[RECORD EXCERPTS Boundary: Start]

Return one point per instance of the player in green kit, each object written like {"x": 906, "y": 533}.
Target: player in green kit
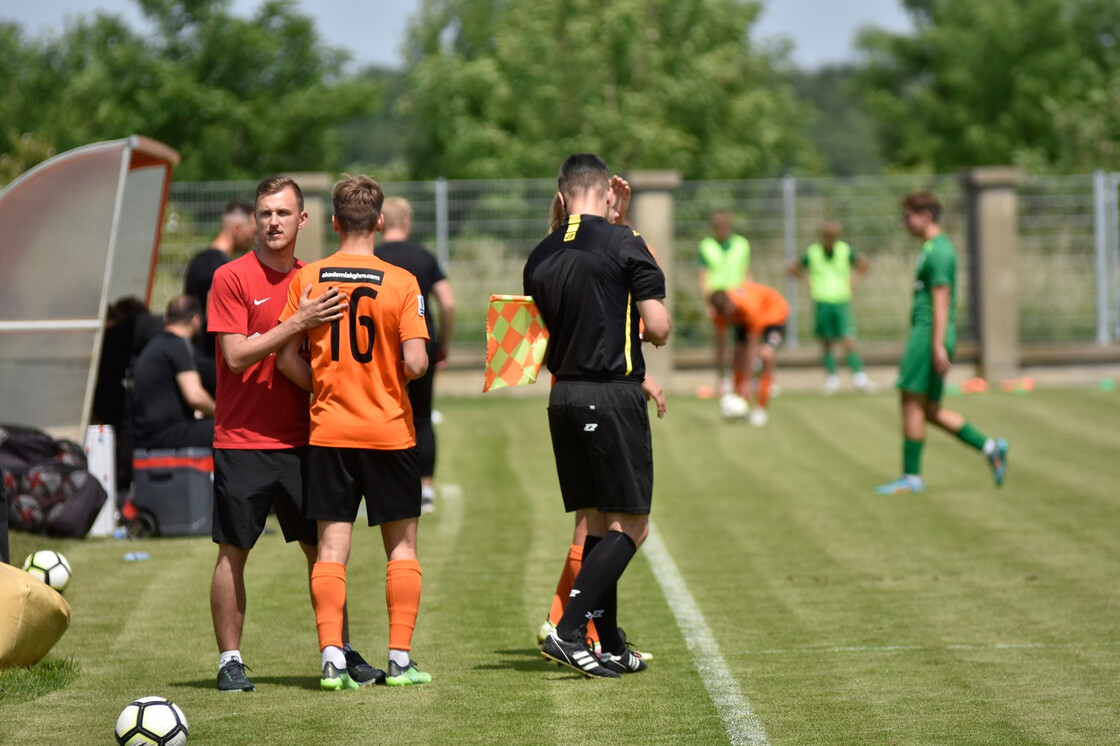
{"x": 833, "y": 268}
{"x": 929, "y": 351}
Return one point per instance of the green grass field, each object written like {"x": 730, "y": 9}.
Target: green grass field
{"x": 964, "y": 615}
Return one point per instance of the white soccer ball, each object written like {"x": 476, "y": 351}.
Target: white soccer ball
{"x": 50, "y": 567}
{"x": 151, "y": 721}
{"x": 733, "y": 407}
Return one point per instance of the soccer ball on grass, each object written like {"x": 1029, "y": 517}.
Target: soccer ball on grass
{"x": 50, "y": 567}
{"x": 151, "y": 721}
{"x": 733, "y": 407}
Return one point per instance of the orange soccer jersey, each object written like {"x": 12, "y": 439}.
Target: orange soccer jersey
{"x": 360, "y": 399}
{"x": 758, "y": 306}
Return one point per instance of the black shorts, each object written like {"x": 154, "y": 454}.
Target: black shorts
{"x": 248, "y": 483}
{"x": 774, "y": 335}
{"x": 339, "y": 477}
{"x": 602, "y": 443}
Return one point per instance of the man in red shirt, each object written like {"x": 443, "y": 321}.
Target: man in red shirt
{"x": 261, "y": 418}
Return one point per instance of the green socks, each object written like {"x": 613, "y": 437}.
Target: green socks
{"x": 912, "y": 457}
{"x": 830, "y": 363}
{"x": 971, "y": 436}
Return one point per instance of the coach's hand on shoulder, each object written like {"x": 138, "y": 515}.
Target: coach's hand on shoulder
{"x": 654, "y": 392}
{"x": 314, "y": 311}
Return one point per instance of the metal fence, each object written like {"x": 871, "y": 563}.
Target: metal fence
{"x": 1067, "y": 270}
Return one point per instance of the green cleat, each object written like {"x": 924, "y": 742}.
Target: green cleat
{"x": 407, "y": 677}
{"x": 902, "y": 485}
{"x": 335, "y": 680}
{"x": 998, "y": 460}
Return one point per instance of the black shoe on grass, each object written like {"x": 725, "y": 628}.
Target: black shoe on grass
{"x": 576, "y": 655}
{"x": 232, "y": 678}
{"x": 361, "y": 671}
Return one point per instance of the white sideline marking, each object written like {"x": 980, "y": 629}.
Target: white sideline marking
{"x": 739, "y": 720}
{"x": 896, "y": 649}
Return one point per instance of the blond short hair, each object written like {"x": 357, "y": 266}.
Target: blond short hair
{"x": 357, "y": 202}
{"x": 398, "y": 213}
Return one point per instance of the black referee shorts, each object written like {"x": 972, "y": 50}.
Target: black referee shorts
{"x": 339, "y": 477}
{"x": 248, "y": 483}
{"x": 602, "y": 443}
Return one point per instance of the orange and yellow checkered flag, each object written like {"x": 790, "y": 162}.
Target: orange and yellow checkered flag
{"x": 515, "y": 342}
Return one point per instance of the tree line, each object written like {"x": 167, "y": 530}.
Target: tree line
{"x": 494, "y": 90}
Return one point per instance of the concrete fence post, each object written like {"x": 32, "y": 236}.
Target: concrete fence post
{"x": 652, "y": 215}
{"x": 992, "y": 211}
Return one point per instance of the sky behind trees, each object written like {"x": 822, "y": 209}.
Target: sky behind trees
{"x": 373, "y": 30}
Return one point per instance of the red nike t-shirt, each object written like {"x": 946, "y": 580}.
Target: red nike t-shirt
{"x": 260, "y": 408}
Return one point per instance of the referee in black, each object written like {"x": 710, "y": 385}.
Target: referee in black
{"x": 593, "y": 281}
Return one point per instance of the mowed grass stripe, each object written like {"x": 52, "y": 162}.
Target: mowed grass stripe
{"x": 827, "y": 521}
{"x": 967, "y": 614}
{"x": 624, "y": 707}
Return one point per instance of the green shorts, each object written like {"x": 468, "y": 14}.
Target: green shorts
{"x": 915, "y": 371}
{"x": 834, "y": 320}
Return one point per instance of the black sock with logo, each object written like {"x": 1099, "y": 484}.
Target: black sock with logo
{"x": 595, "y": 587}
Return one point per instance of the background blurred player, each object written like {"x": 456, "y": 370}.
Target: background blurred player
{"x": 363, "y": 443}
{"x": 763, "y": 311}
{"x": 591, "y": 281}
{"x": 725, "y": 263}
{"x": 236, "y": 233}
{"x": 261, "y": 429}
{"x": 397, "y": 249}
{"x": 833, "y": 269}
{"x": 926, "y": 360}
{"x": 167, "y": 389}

[RECORD EXCERPTS Boundary: End]
[RECORD EXCERPTS Boundary: Start]

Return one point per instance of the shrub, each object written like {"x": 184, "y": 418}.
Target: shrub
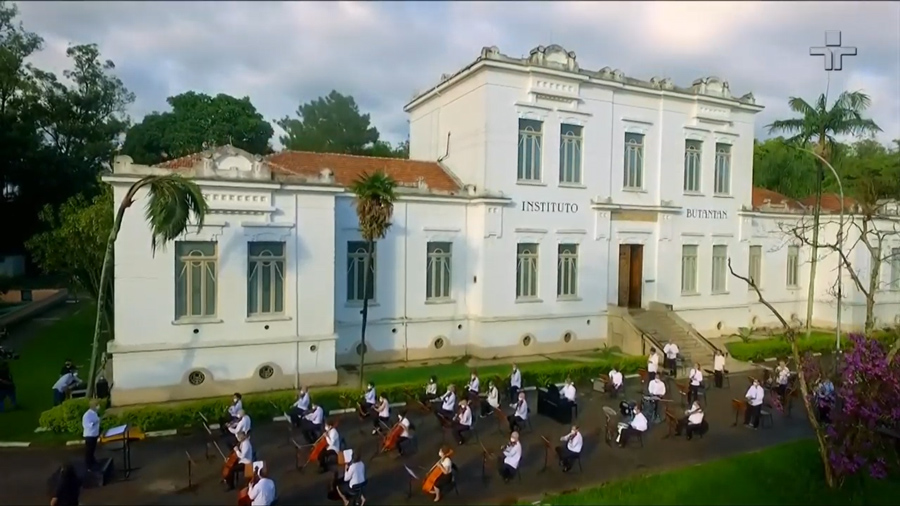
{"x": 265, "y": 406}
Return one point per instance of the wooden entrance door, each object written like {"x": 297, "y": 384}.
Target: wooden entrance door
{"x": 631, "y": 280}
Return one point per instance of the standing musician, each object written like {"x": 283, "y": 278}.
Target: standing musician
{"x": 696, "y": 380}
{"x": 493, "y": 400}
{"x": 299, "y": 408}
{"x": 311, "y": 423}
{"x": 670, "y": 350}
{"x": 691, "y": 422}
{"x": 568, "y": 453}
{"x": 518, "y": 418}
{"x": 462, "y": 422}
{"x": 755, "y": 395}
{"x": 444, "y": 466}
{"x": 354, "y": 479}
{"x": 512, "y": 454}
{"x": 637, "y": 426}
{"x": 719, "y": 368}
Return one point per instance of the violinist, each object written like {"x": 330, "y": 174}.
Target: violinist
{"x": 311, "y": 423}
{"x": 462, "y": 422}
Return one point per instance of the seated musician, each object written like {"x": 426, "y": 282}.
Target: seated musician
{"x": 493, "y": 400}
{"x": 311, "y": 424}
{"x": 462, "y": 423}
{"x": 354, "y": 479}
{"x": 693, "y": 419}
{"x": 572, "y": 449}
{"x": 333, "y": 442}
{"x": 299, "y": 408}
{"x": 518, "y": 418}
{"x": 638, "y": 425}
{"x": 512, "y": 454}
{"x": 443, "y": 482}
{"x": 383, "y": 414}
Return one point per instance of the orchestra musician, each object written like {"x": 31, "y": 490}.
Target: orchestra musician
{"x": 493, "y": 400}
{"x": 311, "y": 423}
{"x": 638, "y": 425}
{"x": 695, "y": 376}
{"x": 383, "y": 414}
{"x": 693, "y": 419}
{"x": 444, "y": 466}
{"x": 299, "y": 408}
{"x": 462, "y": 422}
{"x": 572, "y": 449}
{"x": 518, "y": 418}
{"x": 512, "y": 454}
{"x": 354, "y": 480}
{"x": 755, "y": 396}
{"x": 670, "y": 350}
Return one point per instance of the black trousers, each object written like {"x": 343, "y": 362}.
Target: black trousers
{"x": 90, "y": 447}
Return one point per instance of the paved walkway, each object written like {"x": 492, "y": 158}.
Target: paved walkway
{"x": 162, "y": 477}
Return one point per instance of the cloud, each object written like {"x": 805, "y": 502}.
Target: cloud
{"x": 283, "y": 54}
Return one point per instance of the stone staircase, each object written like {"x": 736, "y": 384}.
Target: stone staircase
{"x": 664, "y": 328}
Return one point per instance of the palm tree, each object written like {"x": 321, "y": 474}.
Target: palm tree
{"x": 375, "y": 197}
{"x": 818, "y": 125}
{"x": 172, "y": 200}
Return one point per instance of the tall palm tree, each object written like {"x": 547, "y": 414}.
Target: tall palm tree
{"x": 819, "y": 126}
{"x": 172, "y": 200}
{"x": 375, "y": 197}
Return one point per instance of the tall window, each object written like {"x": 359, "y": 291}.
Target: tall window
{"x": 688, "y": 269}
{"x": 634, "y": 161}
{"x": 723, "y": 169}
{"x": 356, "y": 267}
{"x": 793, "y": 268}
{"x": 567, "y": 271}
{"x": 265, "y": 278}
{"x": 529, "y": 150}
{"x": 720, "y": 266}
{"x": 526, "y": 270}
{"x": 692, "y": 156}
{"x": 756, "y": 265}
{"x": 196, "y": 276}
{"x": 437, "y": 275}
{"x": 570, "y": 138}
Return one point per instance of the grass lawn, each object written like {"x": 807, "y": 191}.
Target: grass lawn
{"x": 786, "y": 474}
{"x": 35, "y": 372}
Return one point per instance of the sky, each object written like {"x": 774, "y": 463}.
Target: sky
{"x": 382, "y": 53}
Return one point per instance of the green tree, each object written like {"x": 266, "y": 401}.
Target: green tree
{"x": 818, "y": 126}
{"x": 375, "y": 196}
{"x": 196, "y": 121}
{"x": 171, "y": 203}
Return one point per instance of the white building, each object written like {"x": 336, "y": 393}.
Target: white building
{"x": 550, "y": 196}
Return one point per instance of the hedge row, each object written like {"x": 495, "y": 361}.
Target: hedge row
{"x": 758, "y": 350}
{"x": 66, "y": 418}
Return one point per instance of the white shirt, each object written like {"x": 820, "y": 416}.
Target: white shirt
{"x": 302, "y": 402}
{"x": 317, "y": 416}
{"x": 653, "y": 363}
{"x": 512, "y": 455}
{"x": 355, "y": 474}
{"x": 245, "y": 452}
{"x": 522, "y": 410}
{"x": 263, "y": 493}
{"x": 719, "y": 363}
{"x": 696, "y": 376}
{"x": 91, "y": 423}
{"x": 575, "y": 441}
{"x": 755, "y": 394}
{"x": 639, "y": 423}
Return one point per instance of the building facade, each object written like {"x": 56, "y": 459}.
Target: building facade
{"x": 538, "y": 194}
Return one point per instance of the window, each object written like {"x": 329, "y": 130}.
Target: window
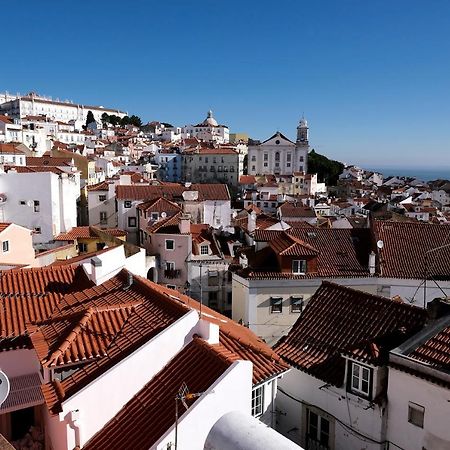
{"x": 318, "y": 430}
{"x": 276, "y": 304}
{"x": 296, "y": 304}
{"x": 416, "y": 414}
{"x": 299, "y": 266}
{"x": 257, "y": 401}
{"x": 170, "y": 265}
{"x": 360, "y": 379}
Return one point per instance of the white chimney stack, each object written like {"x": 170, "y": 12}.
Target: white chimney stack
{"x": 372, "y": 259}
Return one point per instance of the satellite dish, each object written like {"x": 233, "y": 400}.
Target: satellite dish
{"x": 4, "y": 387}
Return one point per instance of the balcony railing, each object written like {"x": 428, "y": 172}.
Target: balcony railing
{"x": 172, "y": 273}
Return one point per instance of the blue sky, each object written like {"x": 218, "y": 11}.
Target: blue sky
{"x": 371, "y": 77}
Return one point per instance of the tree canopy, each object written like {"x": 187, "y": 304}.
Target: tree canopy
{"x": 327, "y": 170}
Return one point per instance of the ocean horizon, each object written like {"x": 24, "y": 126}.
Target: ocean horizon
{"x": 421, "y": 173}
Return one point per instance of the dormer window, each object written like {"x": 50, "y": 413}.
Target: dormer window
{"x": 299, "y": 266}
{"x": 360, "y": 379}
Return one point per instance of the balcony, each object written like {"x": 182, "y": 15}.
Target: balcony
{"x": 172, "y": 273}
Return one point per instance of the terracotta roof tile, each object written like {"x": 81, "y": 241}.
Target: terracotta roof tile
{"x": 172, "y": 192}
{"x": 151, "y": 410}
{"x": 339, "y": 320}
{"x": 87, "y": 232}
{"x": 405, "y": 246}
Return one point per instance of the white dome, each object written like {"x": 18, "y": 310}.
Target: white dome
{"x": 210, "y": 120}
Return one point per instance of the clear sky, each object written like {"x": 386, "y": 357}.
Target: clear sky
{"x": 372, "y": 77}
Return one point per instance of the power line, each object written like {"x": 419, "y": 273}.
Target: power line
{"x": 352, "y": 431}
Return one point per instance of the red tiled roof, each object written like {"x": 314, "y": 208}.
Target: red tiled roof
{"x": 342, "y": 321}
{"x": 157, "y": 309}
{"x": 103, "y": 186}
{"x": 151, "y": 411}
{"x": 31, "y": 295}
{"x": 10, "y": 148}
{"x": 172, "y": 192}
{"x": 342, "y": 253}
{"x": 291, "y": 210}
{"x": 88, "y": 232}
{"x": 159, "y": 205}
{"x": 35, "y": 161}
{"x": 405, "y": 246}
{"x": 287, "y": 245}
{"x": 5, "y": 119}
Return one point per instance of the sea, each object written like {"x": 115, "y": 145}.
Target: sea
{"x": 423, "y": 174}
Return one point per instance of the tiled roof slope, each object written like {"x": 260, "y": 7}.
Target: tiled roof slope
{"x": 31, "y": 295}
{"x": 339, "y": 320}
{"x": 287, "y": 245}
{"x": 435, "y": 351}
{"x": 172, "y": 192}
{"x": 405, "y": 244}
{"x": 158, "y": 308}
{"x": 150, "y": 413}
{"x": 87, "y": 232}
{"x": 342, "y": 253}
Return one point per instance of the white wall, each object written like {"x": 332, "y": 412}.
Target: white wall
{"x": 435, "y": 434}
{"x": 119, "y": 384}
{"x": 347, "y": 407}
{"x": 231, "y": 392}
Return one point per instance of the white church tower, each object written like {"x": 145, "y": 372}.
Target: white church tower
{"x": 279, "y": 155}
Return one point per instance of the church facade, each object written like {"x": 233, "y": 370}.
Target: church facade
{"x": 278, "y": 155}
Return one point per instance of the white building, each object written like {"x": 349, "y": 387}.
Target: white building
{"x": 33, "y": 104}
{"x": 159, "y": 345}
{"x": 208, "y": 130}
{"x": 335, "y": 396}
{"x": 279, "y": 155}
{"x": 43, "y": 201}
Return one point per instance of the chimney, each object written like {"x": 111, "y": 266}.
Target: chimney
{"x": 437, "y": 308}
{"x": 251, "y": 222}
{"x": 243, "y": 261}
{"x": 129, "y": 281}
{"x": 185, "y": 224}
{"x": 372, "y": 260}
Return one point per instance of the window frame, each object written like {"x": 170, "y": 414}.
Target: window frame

[RECORD EXCERPTS Boundary: End]
[RECORD EXCERPTS Boundary: Start]

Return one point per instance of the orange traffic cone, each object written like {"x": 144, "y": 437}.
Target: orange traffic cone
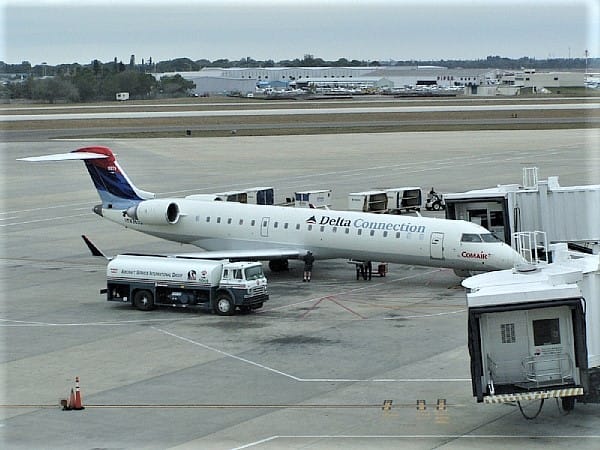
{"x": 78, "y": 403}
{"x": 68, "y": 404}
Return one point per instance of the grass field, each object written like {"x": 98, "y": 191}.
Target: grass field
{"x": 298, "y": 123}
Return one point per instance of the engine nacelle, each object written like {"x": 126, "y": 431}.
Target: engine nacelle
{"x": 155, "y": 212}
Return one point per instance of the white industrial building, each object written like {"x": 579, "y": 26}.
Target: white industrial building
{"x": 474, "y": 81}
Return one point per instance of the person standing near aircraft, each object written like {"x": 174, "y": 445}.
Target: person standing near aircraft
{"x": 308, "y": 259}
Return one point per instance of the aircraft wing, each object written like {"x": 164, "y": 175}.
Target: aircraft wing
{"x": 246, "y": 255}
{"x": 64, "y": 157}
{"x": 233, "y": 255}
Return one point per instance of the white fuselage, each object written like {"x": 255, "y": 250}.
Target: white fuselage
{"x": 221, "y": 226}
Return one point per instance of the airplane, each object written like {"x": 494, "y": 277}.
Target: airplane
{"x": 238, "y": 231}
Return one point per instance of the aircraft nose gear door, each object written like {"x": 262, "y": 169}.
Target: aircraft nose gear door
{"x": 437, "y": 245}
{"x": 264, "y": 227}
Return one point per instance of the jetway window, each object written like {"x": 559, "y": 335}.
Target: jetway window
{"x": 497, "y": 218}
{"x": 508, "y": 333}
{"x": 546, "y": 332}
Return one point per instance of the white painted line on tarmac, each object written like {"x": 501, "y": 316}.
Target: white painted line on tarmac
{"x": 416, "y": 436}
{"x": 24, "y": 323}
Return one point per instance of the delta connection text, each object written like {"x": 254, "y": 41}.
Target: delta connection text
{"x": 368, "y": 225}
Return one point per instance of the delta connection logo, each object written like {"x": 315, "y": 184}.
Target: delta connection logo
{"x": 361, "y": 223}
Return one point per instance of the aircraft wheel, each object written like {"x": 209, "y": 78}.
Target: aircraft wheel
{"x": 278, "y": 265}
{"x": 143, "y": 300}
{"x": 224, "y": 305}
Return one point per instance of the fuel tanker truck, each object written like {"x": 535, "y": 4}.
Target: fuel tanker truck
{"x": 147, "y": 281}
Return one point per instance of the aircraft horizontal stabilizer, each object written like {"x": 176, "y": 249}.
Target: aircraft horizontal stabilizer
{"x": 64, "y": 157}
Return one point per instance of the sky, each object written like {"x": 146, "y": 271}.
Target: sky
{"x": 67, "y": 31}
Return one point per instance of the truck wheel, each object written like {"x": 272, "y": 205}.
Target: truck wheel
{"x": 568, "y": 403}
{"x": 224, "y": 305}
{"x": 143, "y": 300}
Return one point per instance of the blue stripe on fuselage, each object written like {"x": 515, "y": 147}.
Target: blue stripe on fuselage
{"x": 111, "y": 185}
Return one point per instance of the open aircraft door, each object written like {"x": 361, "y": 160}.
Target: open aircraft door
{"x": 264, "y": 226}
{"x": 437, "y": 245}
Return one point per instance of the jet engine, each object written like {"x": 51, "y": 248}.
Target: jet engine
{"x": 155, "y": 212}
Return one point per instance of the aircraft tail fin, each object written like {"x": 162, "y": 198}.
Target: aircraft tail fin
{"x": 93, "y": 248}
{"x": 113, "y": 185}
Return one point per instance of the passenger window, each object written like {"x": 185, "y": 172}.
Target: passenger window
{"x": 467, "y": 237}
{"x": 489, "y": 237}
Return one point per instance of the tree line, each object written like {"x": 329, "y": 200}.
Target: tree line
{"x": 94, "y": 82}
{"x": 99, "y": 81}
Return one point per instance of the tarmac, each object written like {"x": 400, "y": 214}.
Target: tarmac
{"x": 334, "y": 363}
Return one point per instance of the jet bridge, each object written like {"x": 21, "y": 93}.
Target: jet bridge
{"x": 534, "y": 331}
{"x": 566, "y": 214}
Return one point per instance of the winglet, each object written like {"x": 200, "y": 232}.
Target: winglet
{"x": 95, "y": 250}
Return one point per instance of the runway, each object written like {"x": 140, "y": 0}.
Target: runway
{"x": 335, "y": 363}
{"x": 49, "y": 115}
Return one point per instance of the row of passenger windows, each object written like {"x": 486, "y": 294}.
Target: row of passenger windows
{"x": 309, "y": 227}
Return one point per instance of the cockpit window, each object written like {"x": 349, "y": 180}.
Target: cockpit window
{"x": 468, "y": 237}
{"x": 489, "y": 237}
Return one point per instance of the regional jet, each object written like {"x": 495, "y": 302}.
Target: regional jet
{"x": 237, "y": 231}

[RECORD EXCERPTS Boundary: End]

▶ TASK PROMPT: Above are the entries. Output exactly the lines beginning with the line that has "Target: engine nacelle" and ending with the line that has "Return one point per instance of the aircraft wheel, each".

▶ FINAL ANSWER:
Target: engine nacelle
{"x": 155, "y": 212}
Return one point per instance of the white industrial building, each object written like {"x": 579, "y": 26}.
Target: white industrial building
{"x": 474, "y": 81}
Return one point per instance of the person standing near aircraft, each object written like {"x": 174, "y": 445}.
Target: person standing near aircraft
{"x": 308, "y": 259}
Return one point per instance of the aircraft wing, each object written like {"x": 164, "y": 175}.
Target: aircraft wing
{"x": 246, "y": 255}
{"x": 64, "y": 157}
{"x": 233, "y": 255}
Return one point per instance of the white fuselage, each object written like {"x": 255, "y": 250}.
Target: white fuselage
{"x": 221, "y": 226}
Return one point per instance of the airplane, each object written like {"x": 494, "y": 277}.
Target: airplane
{"x": 238, "y": 231}
Return one point per instance of the aircraft nose gear door, each object written like {"x": 262, "y": 169}.
Target: aircraft nose gear door
{"x": 437, "y": 245}
{"x": 264, "y": 227}
Return one point per instance of the jetway window, each object written like {"x": 559, "y": 335}.
Target: jetway window
{"x": 497, "y": 218}
{"x": 508, "y": 333}
{"x": 546, "y": 332}
Return one point per instance of the white painted line on tarmac, each object written like {"x": 501, "y": 316}.
Target: white painted line on tarmac
{"x": 416, "y": 436}
{"x": 24, "y": 323}
Return one point per instance of the delta connection text, each object written like {"x": 254, "y": 41}.
Target: delta connection text
{"x": 368, "y": 225}
Return one point per instance of the delta connection logo, each object written like {"x": 315, "y": 184}.
Target: delta connection logo
{"x": 361, "y": 223}
Return one point per instance of the aircraft wheel, each object written like {"x": 209, "y": 78}.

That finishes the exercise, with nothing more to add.